Reproduce every one of the entries below word for word, changing nothing.
--- START OF EXERCISE DATA ---
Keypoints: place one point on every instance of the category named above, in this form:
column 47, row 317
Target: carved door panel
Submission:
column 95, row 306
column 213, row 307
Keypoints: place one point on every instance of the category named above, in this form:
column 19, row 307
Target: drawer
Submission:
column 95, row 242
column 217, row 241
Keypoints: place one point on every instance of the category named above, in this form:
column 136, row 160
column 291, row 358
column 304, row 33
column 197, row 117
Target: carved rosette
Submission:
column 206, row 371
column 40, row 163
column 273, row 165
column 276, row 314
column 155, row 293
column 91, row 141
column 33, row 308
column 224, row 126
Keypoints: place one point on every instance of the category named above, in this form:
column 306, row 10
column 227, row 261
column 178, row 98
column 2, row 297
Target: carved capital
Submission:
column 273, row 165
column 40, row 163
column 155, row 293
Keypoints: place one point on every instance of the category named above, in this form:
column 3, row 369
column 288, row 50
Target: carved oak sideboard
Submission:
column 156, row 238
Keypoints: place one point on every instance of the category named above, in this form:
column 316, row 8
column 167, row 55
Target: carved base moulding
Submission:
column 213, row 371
--- END OF EXERCISE DATA ---
- WRITTEN RESPONSE
Keypoints: place one point on every instance of the category named above, in this form:
column 47, row 317
Target: carved door panel
Submission:
column 95, row 306
column 213, row 307
Keypoints: place one point on every instance of the category named above, in this form:
column 19, row 307
Target: drawer
Submission:
column 95, row 242
column 217, row 241
Keypoints: place one point on every instance of the category named above, in this form:
column 136, row 160
column 291, row 358
column 304, row 33
column 197, row 117
Target: carved rosette
Submission:
column 206, row 371
column 40, row 163
column 273, row 165
column 276, row 314
column 155, row 293
column 91, row 141
column 33, row 308
column 224, row 126
Keypoints: place one point on every instance of the category named above, in this form:
column 306, row 10
column 227, row 261
column 178, row 98
column 2, row 297
Target: carved capital
Submission:
column 273, row 165
column 40, row 163
column 155, row 293
Keypoints: place one point on every instance of the category named above, in this form:
column 3, row 369
column 288, row 50
Target: carved oak sideboard
Submission:
column 156, row 238
Keypoints: place one point on every instance of the category named above, in this form:
column 316, row 8
column 167, row 55
Target: carved base moulding
Submission:
column 213, row 371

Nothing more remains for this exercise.